*** RECORD SET

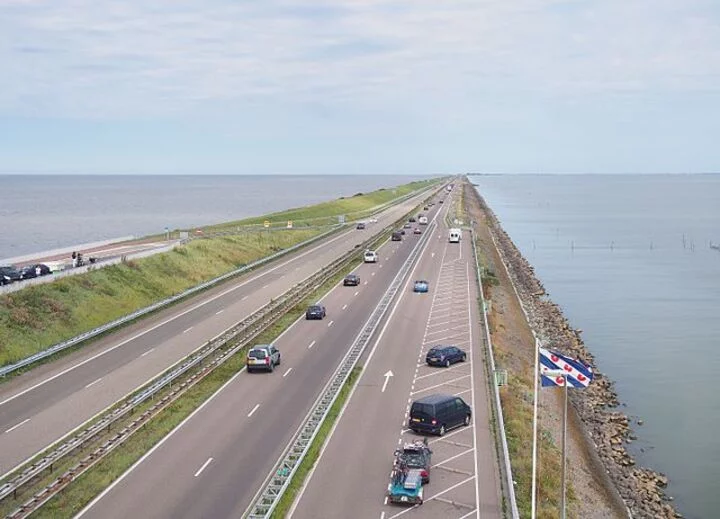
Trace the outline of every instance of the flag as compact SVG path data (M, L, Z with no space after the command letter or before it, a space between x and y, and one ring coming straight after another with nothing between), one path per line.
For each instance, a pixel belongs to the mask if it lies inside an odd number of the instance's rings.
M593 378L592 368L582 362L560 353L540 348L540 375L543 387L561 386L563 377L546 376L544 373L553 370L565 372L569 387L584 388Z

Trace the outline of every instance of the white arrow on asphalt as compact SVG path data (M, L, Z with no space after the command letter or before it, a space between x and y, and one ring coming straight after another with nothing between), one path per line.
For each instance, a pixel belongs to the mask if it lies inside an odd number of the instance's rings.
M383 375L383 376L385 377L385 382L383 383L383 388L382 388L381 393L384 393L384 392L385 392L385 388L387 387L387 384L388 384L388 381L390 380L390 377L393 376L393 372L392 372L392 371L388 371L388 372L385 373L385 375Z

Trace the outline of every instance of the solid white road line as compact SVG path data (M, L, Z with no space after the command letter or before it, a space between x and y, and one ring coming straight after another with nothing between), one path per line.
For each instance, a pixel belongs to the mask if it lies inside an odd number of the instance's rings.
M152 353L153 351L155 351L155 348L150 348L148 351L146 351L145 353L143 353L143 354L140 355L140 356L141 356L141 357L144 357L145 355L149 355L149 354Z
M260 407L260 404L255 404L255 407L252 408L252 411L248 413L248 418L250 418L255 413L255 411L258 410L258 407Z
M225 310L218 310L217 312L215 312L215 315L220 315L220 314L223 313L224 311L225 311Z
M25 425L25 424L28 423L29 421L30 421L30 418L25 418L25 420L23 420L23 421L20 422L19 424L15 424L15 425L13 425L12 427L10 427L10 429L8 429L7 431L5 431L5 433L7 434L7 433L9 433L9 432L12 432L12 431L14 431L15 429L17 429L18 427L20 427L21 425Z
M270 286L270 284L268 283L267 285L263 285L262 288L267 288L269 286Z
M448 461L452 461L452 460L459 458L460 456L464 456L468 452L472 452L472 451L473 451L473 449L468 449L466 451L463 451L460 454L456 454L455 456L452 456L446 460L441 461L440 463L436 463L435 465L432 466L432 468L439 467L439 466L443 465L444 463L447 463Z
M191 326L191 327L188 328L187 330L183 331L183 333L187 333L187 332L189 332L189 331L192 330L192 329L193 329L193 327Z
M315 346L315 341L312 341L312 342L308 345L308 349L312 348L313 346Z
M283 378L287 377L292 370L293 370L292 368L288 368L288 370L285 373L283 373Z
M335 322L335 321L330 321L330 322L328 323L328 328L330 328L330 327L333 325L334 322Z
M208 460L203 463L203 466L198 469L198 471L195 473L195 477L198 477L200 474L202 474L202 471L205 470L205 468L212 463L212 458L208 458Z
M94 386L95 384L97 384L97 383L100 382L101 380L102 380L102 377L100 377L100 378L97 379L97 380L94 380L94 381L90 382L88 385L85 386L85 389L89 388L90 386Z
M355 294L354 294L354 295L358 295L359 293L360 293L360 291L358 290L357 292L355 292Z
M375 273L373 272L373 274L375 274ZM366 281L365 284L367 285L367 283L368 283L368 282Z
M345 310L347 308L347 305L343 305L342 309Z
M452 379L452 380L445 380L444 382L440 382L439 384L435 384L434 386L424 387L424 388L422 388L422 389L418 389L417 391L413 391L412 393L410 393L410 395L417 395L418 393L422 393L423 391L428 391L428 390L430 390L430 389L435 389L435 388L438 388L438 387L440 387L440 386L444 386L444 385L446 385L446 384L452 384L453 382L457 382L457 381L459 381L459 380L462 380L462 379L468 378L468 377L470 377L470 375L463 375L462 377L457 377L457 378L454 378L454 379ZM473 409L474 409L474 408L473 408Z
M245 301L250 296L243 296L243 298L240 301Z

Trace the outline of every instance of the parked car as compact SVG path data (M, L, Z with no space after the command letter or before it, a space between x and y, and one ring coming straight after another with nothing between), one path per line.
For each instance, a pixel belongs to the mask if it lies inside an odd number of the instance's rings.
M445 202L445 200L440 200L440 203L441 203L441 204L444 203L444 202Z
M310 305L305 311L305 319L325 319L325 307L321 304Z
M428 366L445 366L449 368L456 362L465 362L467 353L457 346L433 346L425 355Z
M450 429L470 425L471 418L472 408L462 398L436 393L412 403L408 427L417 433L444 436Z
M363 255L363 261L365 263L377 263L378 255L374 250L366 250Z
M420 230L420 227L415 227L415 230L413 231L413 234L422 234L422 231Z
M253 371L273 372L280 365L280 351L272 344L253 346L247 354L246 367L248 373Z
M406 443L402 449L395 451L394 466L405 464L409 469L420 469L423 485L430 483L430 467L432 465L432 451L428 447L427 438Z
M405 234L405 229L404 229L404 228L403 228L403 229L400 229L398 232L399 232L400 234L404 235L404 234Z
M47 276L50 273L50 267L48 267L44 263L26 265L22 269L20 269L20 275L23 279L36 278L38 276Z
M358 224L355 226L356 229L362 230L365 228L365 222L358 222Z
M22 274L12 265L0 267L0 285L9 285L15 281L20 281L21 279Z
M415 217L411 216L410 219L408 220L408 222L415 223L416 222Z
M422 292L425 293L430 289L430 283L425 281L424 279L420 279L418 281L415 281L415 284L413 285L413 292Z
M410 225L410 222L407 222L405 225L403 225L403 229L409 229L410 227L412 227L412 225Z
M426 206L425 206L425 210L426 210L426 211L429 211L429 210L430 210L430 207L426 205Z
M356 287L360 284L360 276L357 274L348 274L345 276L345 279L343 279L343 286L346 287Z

******

* EXERCISE DESCRIPTION: For your answer, write out the data exactly and drop every picture.

* WRITTEN ANSWER:
Trace the outline of every instance of the flag as compact SVG path data (M, L, Z with no space after the command letter or before it, a space between x and y, and one ring coming straight after another with nothing between), one path per line.
For each instance, a pixel belongs to the mask if it lies inside an odd number of the instance's rings.
M593 378L592 368L582 362L560 353L540 348L540 375L543 387L561 386L563 377L546 376L544 373L553 370L565 372L569 387L584 388Z

Trace the outline of every instance of the white arrow on asphalt as compact SVG path data (M, L, Z with no space after the command letter or before it, a space between x and y, and one ring coming straight after another with nothing between), one path per line.
For each instance, a pixel belongs to the mask if it lies inside an odd number of the instance's rings.
M383 375L383 376L385 377L385 382L383 383L383 388L382 388L381 393L384 393L384 392L385 392L385 388L387 387L387 384L388 384L388 381L390 380L390 377L393 376L393 372L392 372L392 371L388 371L388 372L385 373L385 375Z

Trace the outline of every instance of the solid white road line as compact SVG path data (M, L, Z with no space after the command letter or before it, a space between x and y, and one ring coming straight after another with nothing between), one path per line.
For each instance, a pixel belongs to the mask if it lies inside an odd number of the instance's rings.
M152 353L153 351L155 351L155 348L150 348L148 351L146 351L145 353L143 353L143 354L140 355L140 356L141 356L141 357L144 357L145 355L149 355L149 354Z
M260 407L260 404L255 404L255 407L252 408L252 411L248 413L248 418L250 418L255 413L255 411L258 410L258 407Z
M225 310L218 310L217 312L215 312L215 315L220 315L220 314L223 313L224 311L225 311Z
M25 425L25 424L28 423L29 421L30 421L30 418L25 418L25 420L23 420L23 421L20 422L19 424L15 424L15 425L13 425L12 427L10 427L10 429L8 429L7 431L5 431L5 433L7 434L7 433L9 433L9 432L12 432L12 431L14 431L15 429L17 429L18 427L20 427L21 425Z
M270 286L270 284L268 283L267 285L263 285L262 288L267 288L269 286Z
M448 461L452 461L452 460L459 458L460 456L464 456L468 452L472 452L472 451L473 451L473 449L468 449L466 451L463 451L460 454L456 454L455 456L452 456L446 460L441 461L440 463L436 463L435 465L432 466L432 468L439 467L439 466L443 465L444 463L447 463Z
M191 326L191 327L188 328L187 330L183 331L183 333L187 333L187 332L189 332L189 331L192 330L192 329L193 329L193 327Z
M315 346L315 341L312 341L312 342L308 345L308 349L312 348L313 346Z
M283 378L287 377L292 370L293 370L292 368L288 368L288 370L285 373L283 373Z
M335 322L335 321L330 321L330 322L328 323L328 328L330 328L330 327L333 325L334 322Z
M208 460L203 463L203 466L198 469L198 471L195 473L195 477L198 477L200 474L202 474L202 471L205 470L205 468L212 463L212 458L208 458Z
M94 386L95 384L97 384L97 383L100 382L101 380L102 380L102 377L100 377L100 378L97 379L97 380L94 380L94 381L90 382L88 385L85 386L85 389L89 388L90 386Z
M355 294L354 294L354 295L358 295L359 293L360 293L360 291L358 290L357 292L355 292Z
M375 273L373 272L373 274L375 274ZM366 281L365 284L367 285L367 283L368 283L368 282Z
M345 310L347 308L347 305L343 305L342 309Z
M452 379L452 380L445 380L444 382L440 382L439 384L435 384L434 386L424 387L424 388L422 388L422 389L418 389L417 391L413 391L412 393L410 393L410 395L417 395L418 393L422 393L423 391L428 391L428 390L430 390L430 389L435 389L435 388L438 388L438 387L440 387L440 386L444 386L444 385L446 385L446 384L452 384L453 382L457 382L457 381L459 381L459 380L462 380L462 379L468 378L468 377L470 377L470 375L463 375L462 377L457 377L457 378L454 378L454 379ZM473 409L474 409L474 408L473 408Z
M245 301L250 296L243 296L243 298L240 301Z

Trace the outline of every instance of the parked car as compact SVG path data (M, L, Z with no space after the command letter or before it, a space between x and y, and one ring coming straight after another with nothing between), one path per line.
For each instance, a pixel belongs to the mask if it lies inside an odd number of the instance's rings.
M445 202L445 200L440 200L440 203L441 203L441 204L444 203L444 202Z
M310 305L305 311L305 319L325 319L325 307L321 304Z
M428 366L445 366L449 368L456 362L465 362L467 353L457 346L433 346L425 355Z
M450 429L470 425L471 418L472 408L462 398L436 393L412 403L408 427L417 433L444 436Z
M363 255L363 261L365 263L377 263L378 255L374 250L366 250Z
M420 230L420 227L415 227L415 230L413 231L413 234L422 234L422 231Z
M253 371L273 372L280 365L280 351L272 344L253 346L247 354L246 367L248 373Z
M406 443L402 449L395 451L394 466L405 464L409 469L420 469L423 485L430 483L430 467L432 465L432 451L428 447L427 438Z
M405 234L405 229L404 229L404 228L403 228L403 229L400 229L398 232L399 232L400 234L404 235L404 234Z
M47 276L50 273L50 267L48 267L44 263L26 265L22 269L20 269L20 275L23 279L36 278L38 276Z
M358 224L355 226L356 229L362 230L365 228L365 222L358 222Z
M22 274L12 265L0 267L0 285L9 285L15 281L20 281L21 279Z
M415 217L411 216L410 219L408 220L408 222L415 223L416 222Z
M422 292L425 293L430 289L430 283L425 281L424 279L420 279L418 281L415 281L415 284L413 285L413 292Z
M410 225L410 222L407 222L405 225L403 225L403 229L409 229L410 227L412 227L412 225Z
M426 206L425 206L425 210L426 210L426 211L429 211L429 210L430 210L430 207L426 205Z
M356 287L360 284L360 276L357 274L348 274L345 276L345 279L343 279L343 286L346 287Z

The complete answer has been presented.